▶ _Input data_:
┄┄┄┄┄┄┄┄┄┄┄┄┄┄┄┄┄┄┄┄

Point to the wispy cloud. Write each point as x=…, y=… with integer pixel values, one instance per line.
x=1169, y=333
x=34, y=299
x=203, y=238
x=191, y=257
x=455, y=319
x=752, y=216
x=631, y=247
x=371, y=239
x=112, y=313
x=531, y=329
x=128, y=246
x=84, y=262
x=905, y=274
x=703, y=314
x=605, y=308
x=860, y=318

┄┄┄┄┄┄┄┄┄┄┄┄┄┄┄┄┄┄┄┄

▶ _Brief_:
Rescale the records above by reproducing every line, requests included, with each x and y coordinate in the answers multiplied by 0.5 and rounded to a whole number, halves rounding up. Leave the numbers in the requests and their format samples unchanged.

▶ _Task response_:
Point to the wispy cloud. Write each point as x=…, y=… with integer pixel values, one instance per line.
x=585, y=167
x=17, y=150
x=102, y=119
x=96, y=129
x=228, y=160
x=376, y=108
x=316, y=124
x=186, y=120
x=56, y=157
x=266, y=165
x=64, y=123
x=42, y=131
x=453, y=137
x=352, y=157
x=303, y=154
x=430, y=159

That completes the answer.